Excerpted passage —
• • • •
5.2. IDE Architecture

  • ReScript-TEA - Reactive UI framework (The Elm Architecture)

  • cadre-tea-router - Client-side routing

  • draig-ssg - Static site generation

  • Vite - Build tool and dev server

See ARCHITECTURE.adoc for complete IDE design.

6. Development

6.1. Prerequisites

  • Deno 1.40+

  • ReScript compiler (npm install -g rescript or via Deno)

  • Idris2 (optional, for formal verification)

6.2. Building the Compiler

cd compiler
rescript build

6.3. Building the IDE

cd ide
deno task dev
# Opens http://localhost:3000 with hot reload

6.4. Running Tests

# Runtime tests
deno test cli/

# Compiler tests
cd compiler && rescript test

6.5. Contributing

See CONTRIBUTING.md for contribution guidelines.

Key points: - All code must have SPDX headers (PMPL-1.0-or-later) - Follow RSR (Rhodium Standard Repositories) structure - Use Deno, not Node.js/npm - Use ReScript, not TypeScript - Document paradoxes in both code and docs

7. Educational Use

7.1. Target Courses

  • Programming Languages - Type systems, semantics, language design

  • Database Systems - Query optimization, transaction isolation (Error-DB)

  • Data Structures - Algorithm stability, complexity (Error-Struct)

  • Systems Thinking - Consequence propagation, feedback loops

7.2. 12-Week Curriculum

See Educational-Framework.adoc for complete curriculum.
• • • •
Records provided —
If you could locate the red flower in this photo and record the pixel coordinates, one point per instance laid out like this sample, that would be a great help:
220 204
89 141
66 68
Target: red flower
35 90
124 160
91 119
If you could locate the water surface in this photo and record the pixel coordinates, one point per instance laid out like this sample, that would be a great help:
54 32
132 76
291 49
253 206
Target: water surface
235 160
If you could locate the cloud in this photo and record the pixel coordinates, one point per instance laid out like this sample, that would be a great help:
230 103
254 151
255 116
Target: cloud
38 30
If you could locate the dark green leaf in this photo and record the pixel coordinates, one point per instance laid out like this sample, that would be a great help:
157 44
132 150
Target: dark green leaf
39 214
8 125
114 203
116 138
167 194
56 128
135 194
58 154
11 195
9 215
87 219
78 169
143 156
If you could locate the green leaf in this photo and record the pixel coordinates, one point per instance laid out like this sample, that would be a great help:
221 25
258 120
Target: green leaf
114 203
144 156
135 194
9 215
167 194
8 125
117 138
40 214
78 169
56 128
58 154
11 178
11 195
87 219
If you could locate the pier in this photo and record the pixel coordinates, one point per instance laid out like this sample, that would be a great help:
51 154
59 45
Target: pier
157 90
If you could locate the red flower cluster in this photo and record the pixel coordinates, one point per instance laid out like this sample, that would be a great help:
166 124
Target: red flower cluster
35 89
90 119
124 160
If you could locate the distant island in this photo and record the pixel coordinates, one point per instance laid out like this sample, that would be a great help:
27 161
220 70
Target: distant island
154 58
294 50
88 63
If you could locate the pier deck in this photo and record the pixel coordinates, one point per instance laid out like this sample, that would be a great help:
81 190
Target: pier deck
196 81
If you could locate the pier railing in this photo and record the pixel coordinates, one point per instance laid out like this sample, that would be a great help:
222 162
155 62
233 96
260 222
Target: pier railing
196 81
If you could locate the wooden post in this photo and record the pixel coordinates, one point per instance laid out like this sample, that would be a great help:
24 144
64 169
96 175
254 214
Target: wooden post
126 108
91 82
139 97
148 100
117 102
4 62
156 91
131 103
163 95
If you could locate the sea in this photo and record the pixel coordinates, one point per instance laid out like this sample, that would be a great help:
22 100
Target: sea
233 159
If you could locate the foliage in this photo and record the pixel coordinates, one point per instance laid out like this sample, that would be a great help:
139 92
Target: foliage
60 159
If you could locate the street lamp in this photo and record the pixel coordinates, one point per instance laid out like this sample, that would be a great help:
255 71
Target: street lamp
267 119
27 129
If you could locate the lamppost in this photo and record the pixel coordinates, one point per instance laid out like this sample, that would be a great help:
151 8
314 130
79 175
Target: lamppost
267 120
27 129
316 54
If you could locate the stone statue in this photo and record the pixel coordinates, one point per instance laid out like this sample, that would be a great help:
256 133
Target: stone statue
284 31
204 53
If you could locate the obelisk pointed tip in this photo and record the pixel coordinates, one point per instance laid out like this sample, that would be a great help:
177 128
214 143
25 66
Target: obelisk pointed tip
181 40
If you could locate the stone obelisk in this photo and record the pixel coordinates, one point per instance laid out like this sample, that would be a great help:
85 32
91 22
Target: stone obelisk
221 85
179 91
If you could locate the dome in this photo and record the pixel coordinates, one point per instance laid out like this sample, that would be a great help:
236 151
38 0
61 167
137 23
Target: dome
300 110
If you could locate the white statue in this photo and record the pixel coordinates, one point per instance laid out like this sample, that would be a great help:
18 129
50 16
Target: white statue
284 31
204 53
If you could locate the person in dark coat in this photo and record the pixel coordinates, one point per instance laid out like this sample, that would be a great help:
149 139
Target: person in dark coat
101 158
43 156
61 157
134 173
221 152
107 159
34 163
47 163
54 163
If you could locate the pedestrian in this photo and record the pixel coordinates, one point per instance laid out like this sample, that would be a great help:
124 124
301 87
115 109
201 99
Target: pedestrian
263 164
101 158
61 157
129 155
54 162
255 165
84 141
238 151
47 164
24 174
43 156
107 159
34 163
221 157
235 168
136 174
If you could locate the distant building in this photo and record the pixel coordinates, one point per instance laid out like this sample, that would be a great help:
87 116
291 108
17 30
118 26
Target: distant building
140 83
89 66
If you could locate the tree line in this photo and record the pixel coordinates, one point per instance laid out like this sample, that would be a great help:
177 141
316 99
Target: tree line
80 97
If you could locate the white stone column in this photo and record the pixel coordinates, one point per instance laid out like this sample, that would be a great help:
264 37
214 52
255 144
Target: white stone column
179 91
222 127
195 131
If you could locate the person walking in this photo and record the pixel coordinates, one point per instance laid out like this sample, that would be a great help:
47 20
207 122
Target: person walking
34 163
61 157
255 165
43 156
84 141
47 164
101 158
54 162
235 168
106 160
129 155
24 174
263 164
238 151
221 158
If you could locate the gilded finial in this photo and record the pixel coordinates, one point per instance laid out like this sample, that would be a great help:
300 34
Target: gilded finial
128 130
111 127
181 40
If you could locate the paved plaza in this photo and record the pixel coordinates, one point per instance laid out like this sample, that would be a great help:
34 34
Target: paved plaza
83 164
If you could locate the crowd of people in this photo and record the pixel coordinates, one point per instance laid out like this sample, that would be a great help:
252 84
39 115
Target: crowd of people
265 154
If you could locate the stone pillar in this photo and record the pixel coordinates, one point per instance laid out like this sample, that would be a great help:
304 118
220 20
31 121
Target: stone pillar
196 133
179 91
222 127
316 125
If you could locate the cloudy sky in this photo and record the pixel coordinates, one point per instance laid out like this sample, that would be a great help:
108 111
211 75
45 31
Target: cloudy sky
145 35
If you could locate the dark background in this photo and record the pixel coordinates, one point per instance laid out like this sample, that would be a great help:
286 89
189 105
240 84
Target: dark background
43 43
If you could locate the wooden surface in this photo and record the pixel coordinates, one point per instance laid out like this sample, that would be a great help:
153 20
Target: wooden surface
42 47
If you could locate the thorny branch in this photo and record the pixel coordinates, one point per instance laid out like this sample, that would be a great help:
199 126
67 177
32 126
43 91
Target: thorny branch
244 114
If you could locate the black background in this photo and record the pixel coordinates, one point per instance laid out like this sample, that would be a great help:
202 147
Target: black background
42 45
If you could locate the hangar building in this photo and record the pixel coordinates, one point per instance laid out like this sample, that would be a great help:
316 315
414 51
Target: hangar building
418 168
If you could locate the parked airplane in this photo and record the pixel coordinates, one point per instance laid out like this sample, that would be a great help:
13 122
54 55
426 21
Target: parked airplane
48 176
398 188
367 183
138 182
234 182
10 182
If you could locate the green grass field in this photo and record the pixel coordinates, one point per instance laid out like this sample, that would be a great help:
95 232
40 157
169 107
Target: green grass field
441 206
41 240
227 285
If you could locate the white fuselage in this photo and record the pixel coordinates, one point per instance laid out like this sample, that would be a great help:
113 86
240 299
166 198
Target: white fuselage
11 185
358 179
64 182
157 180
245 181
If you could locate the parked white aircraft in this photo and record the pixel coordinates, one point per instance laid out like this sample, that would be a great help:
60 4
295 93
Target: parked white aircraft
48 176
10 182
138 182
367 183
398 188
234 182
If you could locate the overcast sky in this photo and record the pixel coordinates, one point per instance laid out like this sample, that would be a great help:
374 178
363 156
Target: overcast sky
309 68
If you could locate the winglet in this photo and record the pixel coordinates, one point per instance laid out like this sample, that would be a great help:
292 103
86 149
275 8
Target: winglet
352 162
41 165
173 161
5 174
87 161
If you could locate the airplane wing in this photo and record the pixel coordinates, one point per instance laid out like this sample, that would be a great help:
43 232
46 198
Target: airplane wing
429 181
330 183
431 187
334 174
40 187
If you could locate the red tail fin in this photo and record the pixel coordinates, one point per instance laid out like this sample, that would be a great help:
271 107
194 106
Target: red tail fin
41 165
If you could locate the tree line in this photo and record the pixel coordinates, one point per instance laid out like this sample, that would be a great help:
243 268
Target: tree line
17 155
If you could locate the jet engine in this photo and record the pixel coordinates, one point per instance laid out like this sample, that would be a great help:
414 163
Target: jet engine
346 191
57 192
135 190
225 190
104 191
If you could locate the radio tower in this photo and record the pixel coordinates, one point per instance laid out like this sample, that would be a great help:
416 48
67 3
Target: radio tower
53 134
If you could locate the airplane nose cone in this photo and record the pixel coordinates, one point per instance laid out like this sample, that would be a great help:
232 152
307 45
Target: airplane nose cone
• • • •
Instructions for the task —
Reproduce the project documentation word for word, starting with "6.4. Running Tests" and going on through "for contribution guidelines.".

Solved exercise —
6.4. Running Tests

# Runtime tests
deno test cli/

# Compiler tests
cd compiler && rescript test

6.5. Contributing

See CONTRIBUTING.md for contribution guidelines.